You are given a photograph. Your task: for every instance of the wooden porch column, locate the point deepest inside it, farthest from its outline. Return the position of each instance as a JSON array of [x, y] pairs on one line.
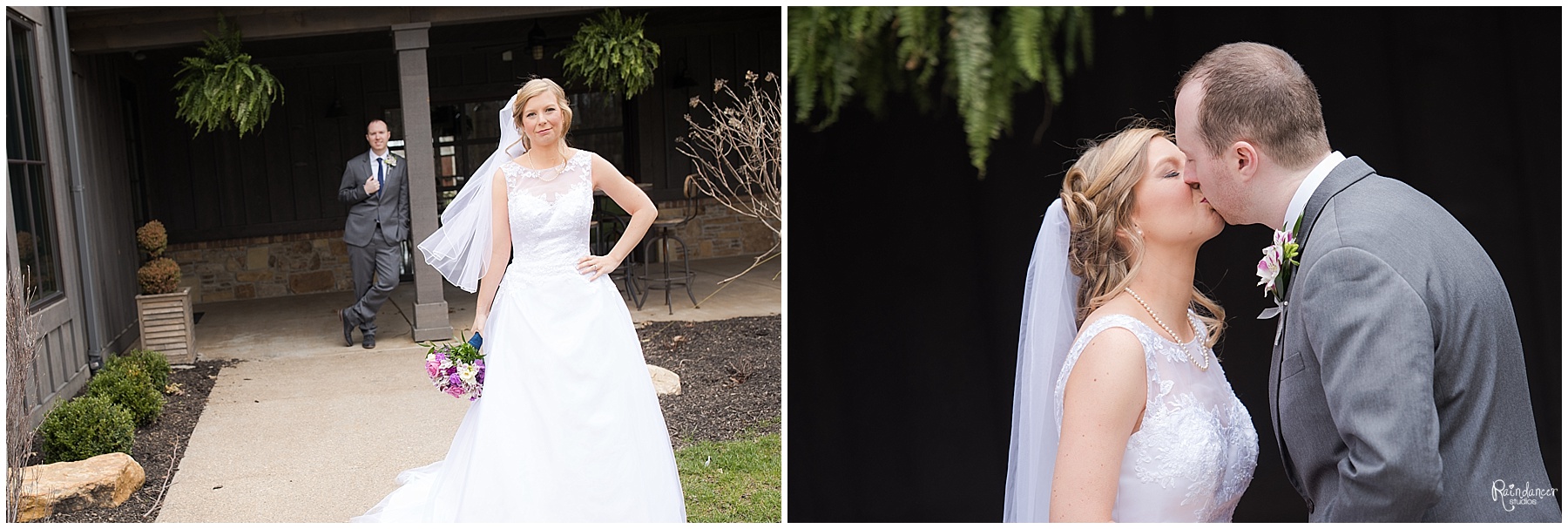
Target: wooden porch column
[[430, 305]]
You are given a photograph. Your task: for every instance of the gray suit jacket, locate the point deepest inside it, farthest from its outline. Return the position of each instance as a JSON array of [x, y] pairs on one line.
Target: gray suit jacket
[[1397, 390], [389, 203]]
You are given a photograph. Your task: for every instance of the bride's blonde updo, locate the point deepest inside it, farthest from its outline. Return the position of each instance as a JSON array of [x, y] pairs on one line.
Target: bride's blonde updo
[[1105, 247], [533, 88]]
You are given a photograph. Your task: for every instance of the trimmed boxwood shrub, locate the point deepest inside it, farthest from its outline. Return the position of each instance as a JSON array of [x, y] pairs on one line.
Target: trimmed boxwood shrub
[[154, 363], [84, 427], [127, 383]]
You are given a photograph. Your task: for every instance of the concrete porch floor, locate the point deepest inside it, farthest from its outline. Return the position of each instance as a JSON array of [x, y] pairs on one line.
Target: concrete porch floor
[[306, 429], [303, 325]]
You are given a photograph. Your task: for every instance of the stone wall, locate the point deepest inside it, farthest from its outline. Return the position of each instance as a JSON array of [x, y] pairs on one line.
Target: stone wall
[[264, 268]]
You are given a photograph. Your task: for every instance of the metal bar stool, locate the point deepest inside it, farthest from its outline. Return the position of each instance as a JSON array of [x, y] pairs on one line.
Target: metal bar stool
[[664, 233]]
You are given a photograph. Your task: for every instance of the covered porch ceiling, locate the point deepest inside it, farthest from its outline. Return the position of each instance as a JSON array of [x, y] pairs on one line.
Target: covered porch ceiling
[[99, 31]]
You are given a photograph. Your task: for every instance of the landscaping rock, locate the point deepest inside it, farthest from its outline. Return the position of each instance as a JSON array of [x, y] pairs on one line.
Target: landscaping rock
[[666, 380], [104, 481]]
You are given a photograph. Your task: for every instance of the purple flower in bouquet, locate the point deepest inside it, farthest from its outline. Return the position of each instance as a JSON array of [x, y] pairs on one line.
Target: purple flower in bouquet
[[455, 370]]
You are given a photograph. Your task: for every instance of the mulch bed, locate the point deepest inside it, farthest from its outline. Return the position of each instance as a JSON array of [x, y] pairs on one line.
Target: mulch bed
[[729, 372], [157, 446], [731, 376]]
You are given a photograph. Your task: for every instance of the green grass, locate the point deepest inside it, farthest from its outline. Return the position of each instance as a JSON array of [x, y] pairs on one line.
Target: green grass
[[740, 482]]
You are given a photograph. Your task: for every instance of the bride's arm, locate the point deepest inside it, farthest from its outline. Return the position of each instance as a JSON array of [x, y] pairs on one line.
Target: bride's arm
[[634, 201], [1101, 407], [501, 252]]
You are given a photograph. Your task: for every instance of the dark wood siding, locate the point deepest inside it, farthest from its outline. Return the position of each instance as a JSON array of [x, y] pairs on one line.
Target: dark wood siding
[[284, 180]]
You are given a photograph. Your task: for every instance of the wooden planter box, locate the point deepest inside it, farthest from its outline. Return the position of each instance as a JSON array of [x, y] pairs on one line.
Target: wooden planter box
[[166, 325]]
....
## AIM OF THE TASK
Please output every line of the listing above as a JSON array of strings, one string per line, with blank lines and pictures left out.

## COMPLETED EXERCISE
[
  "You are given a photograph. Your task: for every instance of the wooden porch column, locate the point deepest inside it, farthest from its outline. Return the position of each instance as a JSON array of [x, y] pairs on one line.",
  "Target: wooden porch column",
  "[[430, 305]]",
  "You are given a photograph. Your task: for every instance of the gray suit jacket, locate the point deepest inside it, farthest from its outline. Return the position of each instance as a JSON array of [x, y] pairs on one line.",
  "Target: gray suit jacket",
  "[[1397, 390], [389, 203]]",
  "You are given a photograph. Your task: for every instance of the bride's blonde updo, locate the point deepest inside it, farthest from its outline. Return the position of each instance as a JSON array of [x, y] pairs on one line.",
  "Target: bride's blonde updo",
  "[[1105, 247], [533, 88]]",
  "You are given a photograph. Your task: for every instance of the trimmed boxwood shrub, locate the point deepest inside it, farthest from its outline. Return the position of each instance as a JSON array of [x, y] pairs on one line.",
  "Target: trimmed boxwood shrub",
  "[[154, 363], [84, 427], [127, 383]]",
  "You are given a photograph. Your task: for every instance of the concrete porch floor, locate the point deepest inside it, farthest from its outline. Return the position of each instance as a JSON array of [x, y] pairs on one line.",
  "Target: concrete porch floor",
  "[[306, 429], [303, 325]]",
  "You are given a photograph. Your task: for every instance of the stone wall, locate the point deepest inside it, farthest from its outline. Return the position of each instance as a JSON array of [x, y] pairs on one line.",
  "Target: stone wall",
  "[[264, 268]]",
  "You are given a photograph. Your task: for every instance of the metal bar stool, locate the point deepest inside it, farthest from its outline. Return the position of each instance as a JSON array of [x, y] pairs on one line.",
  "Target: metal bar stool",
  "[[664, 233]]",
  "You are given a photograph. Your task: for every instance of the covered porch ceiling, locate the point deepest inside it, farthest from its outline. Return the position of each instance as a JSON array of [x, y] pairs on one line.",
  "Target: covered porch ceiling",
  "[[99, 31]]",
  "You are given a photograph. Your task: for every instance of the landscaping rock, locate the point deepest inside it, farthest from its outline. Return the position of each instance as a JSON array of [x, y] pairs on one line.",
  "Target: landscaping rock",
  "[[666, 380], [104, 481]]",
  "You are given a photograph. Your task: for every instance of the purple flower in bouquet, locate the point deepest inside it, farthest from its outline. Return the position of each instance as a JSON array of [x, y] pairs on one line.",
  "Target: purple flower in bouquet",
  "[[455, 370]]",
  "You are given a photograph. Your task: for every instance of the mulch bed, locate the point deepest inside it, farthest from its outline. Return the position of each instance as a JSON array of [x, y] pairs on one line.",
  "Target: mulch bed",
  "[[729, 372], [157, 446], [731, 376]]",
  "You are given a photograph. Your task: for every instance of the green grass, locate the point deepest inside it, farthest from its outline. Return the position of each instance as a JSON array of [x, y] pairs on one line.",
  "Target: green grass",
  "[[740, 482]]",
  "You are given a photograph. Your task: for every instance of the bride's arm, locate the point deepest inside it, farthest from its outline. Return the position of each instance as a JSON array of [x, y] pairs on one line.",
  "Target: bride's arm",
  "[[634, 201], [1101, 407], [501, 252]]",
  "You are given a photograph. Your task: for every instance of the dark wood siding, locate the point deepest inside it, farthest from its outline. Return the position of each instance as a JSON array of [x, y] pairs on one line.",
  "Target: dark wood siding",
  "[[284, 180]]",
  "You are given a photograph. Your task: for every instance of the wooden planter box, locate the point deepest inside it, farthest from its outline. Return the position of each instance as a JSON array of [x, y] pairs on one line.",
  "Target: wooden planter box",
  "[[166, 325]]"
]